__YOUR OBJECTIVE__
Rewrite the listing below, replacing every "Target" with "Class" and leaving everything else untouched.

__RECORDS SUPPLIED__
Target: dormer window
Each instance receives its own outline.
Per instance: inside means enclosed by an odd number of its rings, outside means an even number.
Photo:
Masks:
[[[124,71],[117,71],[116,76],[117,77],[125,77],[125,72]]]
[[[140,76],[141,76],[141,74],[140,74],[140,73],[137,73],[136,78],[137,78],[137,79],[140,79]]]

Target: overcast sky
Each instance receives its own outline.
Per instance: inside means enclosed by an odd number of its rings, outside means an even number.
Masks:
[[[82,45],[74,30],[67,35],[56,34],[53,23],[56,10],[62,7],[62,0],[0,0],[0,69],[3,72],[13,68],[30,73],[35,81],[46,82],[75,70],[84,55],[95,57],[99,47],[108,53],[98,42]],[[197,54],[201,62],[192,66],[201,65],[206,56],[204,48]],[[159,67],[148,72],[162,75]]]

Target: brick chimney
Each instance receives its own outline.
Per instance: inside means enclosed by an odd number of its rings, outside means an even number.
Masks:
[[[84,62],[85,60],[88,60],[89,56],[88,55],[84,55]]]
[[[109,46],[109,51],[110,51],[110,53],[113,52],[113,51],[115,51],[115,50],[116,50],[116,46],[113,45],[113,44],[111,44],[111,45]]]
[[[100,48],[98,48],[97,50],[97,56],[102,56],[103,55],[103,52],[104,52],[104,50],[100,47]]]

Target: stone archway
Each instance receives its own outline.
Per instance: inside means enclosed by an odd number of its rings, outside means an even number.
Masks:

__THE REPLY__
Class: dormer window
Each instance receives its own outline.
Per instance: inside means enclosed by an odd number of its rings, outside means an even number.
Photo:
Masks:
[[[124,71],[117,71],[116,76],[117,77],[125,77],[125,72]]]
[[[140,76],[141,76],[141,74],[140,74],[140,73],[137,73],[136,78],[137,78],[137,79],[140,79]]]

Class: overcast sky
Each instance receives its own outline.
Per instance: inside means enclosed by an odd number of its rings, outside means an even number.
Masks:
[[[82,45],[74,30],[67,35],[56,34],[53,23],[56,10],[62,7],[62,0],[0,0],[0,69],[3,72],[13,68],[30,73],[35,81],[46,82],[75,70],[84,55],[95,57],[99,47],[108,53],[98,42]],[[197,54],[201,62],[192,66],[201,65],[206,56],[204,48]],[[159,67],[148,72],[162,75]]]

Class: brick chimney
Each instance receives its own outline.
Per instance: inside means enclosed by an odd number of its rings, outside means an even number.
Masks:
[[[84,62],[85,60],[88,60],[89,56],[88,55],[84,55]]]
[[[109,46],[109,51],[110,51],[110,53],[113,52],[113,51],[115,51],[115,50],[116,50],[116,46],[113,45],[113,44],[111,44],[111,45]]]
[[[100,48],[98,48],[97,50],[97,56],[102,56],[103,55],[103,52],[104,52],[104,50],[100,47]]]

Class: stone archway
Each instance receives its own outline.
Per instance: inside means enclosed by an odd number of its rings, outside means an even number.
Masks:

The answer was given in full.